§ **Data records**
- - - -
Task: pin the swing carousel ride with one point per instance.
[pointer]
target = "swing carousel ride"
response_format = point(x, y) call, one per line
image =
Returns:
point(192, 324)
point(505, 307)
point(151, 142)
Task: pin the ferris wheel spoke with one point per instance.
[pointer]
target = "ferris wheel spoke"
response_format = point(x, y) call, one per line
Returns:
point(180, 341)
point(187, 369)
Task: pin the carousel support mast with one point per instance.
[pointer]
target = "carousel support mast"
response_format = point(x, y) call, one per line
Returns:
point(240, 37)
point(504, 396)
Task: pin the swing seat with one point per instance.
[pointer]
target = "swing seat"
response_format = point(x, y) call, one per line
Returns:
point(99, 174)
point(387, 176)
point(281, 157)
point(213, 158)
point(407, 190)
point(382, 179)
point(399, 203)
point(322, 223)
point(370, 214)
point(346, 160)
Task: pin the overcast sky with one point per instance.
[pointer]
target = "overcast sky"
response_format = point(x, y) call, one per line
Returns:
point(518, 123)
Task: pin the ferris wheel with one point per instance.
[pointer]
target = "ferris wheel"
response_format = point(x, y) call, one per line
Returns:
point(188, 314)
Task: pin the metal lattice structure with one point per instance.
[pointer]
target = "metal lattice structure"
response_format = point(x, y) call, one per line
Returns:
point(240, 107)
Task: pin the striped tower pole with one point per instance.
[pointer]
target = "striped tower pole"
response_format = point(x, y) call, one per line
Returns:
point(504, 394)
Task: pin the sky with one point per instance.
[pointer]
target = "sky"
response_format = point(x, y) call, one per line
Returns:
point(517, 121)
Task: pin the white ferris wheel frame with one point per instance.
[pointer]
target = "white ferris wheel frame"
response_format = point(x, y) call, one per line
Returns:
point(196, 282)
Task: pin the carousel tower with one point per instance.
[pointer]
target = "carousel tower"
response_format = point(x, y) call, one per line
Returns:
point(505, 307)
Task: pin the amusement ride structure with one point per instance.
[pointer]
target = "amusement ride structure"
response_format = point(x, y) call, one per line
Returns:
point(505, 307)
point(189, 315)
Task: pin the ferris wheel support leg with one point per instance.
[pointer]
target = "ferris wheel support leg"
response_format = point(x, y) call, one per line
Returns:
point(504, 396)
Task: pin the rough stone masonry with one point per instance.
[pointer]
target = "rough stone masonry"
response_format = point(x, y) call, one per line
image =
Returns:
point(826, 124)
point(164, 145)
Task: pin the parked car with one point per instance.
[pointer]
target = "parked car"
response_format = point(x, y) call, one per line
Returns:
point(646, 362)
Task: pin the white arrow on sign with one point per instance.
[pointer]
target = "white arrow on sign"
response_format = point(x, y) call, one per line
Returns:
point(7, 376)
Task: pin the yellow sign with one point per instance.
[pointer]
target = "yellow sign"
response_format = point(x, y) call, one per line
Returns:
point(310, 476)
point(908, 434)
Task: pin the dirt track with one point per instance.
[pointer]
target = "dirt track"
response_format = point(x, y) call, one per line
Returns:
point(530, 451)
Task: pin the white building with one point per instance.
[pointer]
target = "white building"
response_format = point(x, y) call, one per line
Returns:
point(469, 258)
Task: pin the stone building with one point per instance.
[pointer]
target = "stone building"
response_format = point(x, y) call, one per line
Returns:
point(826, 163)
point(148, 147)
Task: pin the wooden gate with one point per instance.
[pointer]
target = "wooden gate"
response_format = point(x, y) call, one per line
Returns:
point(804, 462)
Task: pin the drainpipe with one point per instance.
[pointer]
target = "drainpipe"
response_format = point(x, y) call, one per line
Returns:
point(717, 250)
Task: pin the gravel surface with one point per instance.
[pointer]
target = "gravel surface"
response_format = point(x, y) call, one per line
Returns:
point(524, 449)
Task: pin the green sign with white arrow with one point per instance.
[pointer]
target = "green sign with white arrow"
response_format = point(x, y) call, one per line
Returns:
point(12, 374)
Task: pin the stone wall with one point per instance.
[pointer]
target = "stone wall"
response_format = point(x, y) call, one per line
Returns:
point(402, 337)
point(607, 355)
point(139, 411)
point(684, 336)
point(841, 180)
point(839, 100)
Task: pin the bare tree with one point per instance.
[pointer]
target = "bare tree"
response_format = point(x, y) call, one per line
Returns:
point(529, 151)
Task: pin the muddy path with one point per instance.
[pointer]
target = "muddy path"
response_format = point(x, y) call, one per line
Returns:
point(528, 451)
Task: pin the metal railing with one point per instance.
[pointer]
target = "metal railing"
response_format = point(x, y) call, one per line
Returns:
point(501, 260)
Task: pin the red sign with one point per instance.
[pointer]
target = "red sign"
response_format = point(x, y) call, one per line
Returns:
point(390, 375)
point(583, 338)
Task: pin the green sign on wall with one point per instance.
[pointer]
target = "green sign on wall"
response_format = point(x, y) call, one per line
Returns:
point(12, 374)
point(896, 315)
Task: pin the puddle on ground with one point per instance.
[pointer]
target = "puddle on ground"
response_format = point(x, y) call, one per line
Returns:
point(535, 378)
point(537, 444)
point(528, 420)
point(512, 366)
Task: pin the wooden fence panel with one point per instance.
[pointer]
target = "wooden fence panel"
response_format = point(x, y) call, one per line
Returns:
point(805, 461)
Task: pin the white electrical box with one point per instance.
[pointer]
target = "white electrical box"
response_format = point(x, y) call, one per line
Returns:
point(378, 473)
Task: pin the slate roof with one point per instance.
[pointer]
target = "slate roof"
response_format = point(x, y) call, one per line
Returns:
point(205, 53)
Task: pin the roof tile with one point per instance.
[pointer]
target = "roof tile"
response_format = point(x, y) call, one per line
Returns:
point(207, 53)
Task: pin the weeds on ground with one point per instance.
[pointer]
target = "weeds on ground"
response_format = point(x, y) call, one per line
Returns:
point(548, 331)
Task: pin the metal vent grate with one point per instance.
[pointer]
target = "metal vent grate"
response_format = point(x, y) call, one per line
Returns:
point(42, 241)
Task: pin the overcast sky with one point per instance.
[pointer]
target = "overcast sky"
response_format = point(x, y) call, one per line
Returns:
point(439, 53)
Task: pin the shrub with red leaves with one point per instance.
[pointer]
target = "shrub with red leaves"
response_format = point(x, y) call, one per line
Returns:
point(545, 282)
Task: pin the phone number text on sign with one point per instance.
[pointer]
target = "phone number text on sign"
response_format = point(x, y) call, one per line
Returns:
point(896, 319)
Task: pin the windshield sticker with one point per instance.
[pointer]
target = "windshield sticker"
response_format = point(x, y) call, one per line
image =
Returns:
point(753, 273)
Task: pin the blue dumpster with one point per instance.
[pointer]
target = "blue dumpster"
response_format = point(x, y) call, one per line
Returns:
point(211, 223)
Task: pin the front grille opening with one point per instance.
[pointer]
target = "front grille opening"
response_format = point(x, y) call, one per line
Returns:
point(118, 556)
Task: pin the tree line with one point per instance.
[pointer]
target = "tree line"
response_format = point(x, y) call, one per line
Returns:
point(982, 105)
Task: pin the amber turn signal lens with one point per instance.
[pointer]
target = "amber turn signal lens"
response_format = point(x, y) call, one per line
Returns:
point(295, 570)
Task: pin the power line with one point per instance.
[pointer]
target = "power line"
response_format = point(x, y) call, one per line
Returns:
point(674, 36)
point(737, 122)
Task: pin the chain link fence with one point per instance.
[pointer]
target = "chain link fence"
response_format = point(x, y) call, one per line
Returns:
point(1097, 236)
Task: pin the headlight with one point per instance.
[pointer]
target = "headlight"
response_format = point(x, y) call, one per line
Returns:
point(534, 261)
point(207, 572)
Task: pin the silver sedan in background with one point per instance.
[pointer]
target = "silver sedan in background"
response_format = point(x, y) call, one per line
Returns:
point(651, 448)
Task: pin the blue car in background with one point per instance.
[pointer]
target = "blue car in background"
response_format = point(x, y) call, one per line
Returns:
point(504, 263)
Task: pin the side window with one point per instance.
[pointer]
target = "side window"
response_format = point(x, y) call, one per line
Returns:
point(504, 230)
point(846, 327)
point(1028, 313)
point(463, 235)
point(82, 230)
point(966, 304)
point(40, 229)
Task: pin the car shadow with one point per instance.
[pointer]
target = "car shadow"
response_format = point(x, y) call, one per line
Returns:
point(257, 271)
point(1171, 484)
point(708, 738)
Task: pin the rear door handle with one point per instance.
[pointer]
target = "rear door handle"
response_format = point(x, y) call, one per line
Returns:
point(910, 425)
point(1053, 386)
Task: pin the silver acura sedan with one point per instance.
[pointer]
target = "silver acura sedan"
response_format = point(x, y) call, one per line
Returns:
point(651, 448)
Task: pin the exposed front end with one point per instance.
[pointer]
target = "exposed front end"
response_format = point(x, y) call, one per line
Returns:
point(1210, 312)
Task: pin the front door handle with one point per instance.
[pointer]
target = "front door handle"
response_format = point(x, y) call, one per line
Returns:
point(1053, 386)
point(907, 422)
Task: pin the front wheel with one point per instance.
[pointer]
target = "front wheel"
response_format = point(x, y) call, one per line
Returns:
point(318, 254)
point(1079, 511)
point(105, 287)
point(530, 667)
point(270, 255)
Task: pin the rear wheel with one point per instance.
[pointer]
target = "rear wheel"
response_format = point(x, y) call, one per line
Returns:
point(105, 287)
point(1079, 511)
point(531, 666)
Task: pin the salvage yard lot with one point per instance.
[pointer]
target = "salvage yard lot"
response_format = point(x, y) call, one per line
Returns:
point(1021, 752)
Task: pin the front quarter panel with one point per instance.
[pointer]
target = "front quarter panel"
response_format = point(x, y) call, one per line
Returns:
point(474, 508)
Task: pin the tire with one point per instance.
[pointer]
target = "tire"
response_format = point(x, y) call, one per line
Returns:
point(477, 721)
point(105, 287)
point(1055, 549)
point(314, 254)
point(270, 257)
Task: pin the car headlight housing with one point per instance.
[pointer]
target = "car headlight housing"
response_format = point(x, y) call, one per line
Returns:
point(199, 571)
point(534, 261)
- - - -
§ **Aim of the task**
Rescale the lines of the records above between the lines holding "Task: pin the green sign on" and "point(896, 315)", inclusive: reproduce only those lines, requests included, with every point coordinate in the answers multiplied by 0.4 and rounded to a whole number, halves rounded up.

§ **Expected answer**
Task: pin the green sign on wall with one point per instance.
[pointer]
target = "green sign on wall"
response_format = point(x, y) call, one per line
Returns:
point(5, 150)
point(358, 126)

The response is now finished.